◆ INSTRUCTIONS TO FOLLOW
Count the lines in the records below that contain the word "green". Give only the number.

===== SUPPLIED MATERIAL =====

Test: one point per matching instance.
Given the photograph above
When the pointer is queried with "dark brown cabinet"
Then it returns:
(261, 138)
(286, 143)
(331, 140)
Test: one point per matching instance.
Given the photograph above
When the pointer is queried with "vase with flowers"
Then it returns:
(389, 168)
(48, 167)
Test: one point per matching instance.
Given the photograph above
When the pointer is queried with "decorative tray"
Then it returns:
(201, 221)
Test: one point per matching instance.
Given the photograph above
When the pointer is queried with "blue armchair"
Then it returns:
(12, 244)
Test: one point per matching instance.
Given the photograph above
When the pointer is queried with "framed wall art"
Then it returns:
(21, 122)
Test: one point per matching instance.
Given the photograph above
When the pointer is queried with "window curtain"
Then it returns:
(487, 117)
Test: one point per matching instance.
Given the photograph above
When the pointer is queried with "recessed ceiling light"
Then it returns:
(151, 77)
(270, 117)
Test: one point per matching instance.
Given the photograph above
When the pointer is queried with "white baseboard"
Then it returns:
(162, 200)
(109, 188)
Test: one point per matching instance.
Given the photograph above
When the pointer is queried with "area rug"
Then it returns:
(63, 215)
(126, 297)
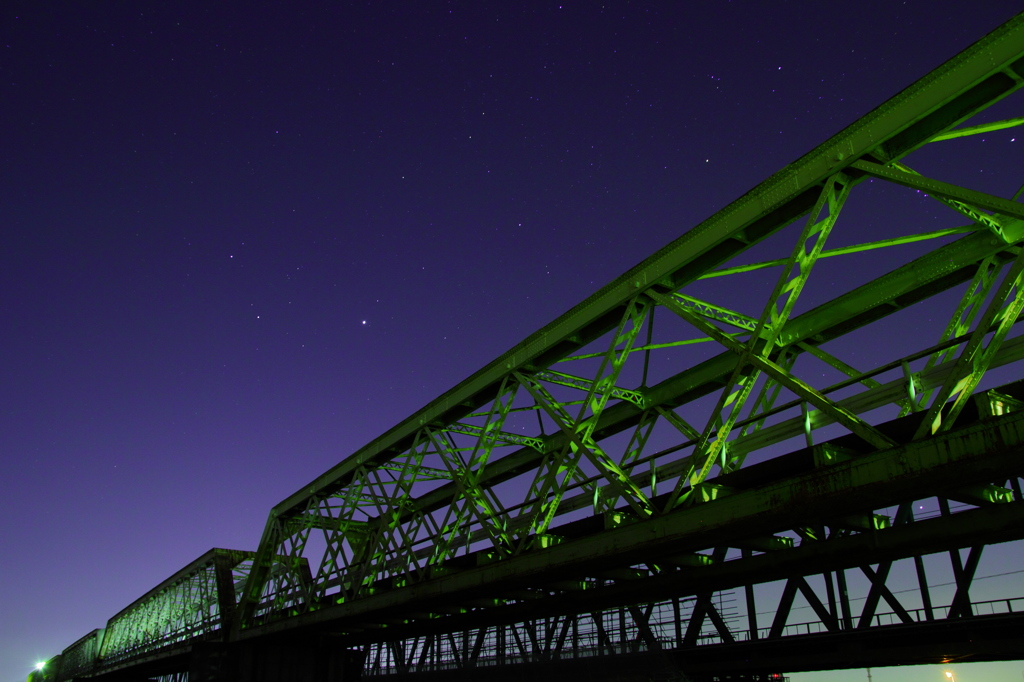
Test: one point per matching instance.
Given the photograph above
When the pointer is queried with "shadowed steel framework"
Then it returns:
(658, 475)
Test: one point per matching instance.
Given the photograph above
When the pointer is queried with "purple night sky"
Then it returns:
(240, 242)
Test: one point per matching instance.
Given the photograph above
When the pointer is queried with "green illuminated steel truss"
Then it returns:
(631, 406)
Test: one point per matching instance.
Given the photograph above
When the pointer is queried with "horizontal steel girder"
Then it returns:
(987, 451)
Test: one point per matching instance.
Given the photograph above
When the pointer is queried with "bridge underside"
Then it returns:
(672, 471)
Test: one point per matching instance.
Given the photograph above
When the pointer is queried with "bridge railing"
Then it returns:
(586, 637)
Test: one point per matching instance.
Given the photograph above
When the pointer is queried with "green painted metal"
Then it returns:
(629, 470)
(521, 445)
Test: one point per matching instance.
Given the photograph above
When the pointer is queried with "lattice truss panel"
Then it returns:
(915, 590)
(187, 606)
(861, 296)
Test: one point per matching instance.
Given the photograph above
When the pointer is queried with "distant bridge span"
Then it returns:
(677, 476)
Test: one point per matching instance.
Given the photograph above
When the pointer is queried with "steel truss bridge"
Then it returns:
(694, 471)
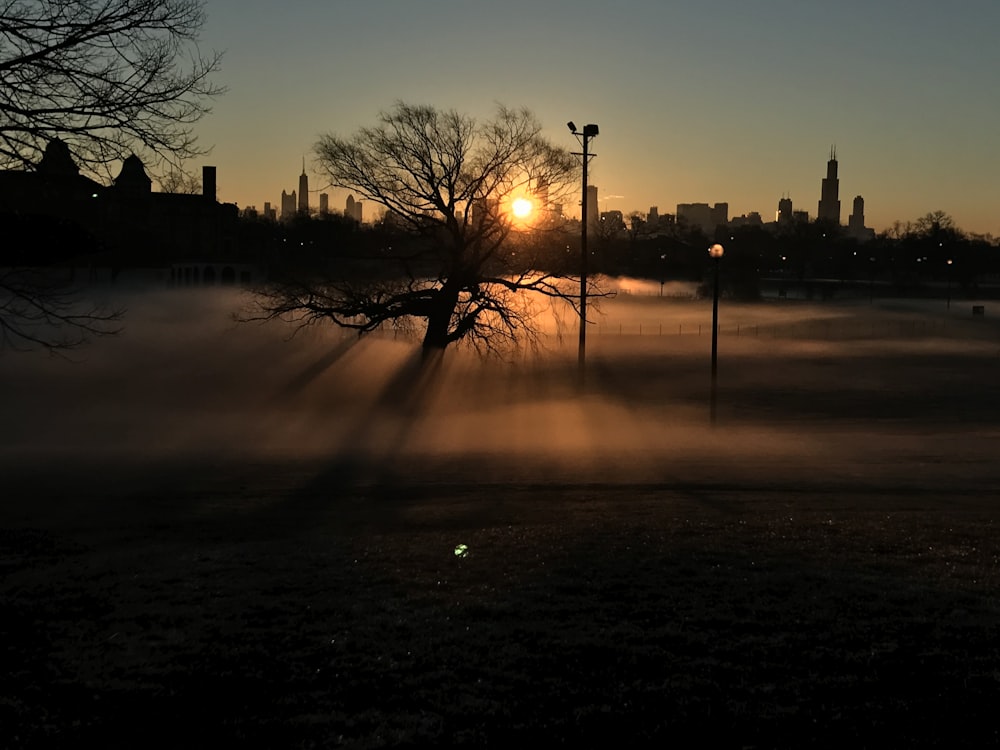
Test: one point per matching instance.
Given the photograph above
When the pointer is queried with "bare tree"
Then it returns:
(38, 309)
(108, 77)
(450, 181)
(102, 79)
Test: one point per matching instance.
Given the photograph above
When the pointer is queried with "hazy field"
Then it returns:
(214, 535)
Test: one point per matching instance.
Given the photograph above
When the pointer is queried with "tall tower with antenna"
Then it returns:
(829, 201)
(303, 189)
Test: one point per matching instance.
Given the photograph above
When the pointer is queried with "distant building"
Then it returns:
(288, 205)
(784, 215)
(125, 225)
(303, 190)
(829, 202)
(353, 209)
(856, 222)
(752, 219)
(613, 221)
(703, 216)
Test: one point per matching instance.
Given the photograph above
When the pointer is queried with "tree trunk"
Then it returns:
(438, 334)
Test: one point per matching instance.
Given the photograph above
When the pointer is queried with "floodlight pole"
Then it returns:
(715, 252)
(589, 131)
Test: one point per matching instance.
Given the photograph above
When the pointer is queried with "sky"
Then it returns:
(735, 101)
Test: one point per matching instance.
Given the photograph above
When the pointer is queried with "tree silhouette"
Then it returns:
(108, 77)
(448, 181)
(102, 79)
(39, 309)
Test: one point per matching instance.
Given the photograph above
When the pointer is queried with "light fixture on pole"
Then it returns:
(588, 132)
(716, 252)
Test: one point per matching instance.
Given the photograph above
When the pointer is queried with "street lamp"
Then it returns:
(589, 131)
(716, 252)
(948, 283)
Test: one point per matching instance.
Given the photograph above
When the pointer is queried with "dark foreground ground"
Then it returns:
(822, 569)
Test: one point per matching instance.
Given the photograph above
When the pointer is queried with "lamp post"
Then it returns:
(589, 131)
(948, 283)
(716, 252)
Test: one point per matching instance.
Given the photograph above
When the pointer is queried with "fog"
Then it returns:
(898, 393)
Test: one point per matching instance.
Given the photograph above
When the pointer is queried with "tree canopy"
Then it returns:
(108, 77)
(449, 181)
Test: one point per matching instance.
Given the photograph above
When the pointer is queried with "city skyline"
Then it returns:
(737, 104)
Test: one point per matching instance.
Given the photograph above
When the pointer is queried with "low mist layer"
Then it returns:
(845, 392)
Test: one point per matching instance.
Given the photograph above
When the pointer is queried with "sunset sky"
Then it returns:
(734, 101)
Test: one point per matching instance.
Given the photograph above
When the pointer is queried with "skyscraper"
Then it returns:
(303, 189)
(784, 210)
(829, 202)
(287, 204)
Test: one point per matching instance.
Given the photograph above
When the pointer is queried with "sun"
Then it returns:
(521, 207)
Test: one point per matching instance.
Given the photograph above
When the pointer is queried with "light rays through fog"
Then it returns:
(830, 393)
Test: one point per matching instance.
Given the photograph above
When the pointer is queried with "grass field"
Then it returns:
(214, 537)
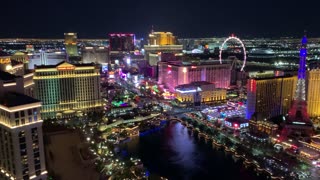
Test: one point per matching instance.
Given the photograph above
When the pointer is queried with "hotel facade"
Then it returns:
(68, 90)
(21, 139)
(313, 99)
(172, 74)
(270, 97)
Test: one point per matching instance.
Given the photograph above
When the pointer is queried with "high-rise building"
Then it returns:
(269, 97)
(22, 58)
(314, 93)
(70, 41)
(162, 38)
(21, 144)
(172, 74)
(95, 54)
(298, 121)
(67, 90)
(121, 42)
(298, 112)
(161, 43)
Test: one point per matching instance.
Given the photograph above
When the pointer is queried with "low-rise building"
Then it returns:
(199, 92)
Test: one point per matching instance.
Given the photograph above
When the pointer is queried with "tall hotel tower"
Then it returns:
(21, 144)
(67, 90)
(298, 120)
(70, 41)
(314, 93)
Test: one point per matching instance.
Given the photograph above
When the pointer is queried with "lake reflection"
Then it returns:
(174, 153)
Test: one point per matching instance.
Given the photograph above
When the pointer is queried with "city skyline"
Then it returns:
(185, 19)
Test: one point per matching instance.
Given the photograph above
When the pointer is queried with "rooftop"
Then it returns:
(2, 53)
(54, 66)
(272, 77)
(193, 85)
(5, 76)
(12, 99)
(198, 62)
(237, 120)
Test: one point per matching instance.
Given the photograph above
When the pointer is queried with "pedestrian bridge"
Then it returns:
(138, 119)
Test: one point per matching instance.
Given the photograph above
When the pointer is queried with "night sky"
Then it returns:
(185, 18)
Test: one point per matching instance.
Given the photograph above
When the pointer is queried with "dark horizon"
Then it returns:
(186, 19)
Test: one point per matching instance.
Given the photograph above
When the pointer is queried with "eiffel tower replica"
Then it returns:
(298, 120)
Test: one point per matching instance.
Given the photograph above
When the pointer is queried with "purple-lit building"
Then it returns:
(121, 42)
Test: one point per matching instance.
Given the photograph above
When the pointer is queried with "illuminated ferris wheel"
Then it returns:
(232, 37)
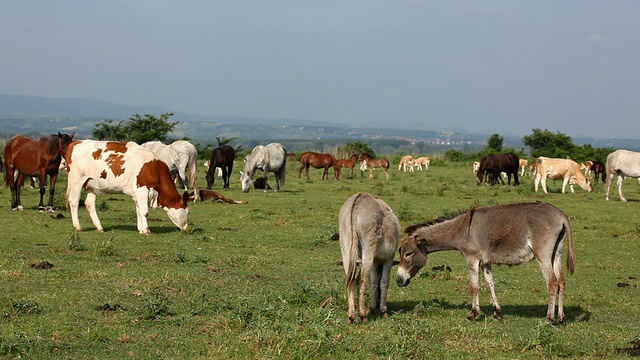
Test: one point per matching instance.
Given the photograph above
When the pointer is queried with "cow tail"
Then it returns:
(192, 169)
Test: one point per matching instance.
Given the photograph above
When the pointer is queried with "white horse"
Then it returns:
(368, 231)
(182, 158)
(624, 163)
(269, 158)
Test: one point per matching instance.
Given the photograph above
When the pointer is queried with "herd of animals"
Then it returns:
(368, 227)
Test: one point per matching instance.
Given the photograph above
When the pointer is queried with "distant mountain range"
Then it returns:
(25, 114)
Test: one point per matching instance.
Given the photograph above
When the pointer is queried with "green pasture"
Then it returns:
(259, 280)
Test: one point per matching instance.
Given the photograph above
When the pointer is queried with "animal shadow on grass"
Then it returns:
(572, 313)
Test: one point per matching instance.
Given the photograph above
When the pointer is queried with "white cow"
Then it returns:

=====

◆ COMPLETED EXERCISE
3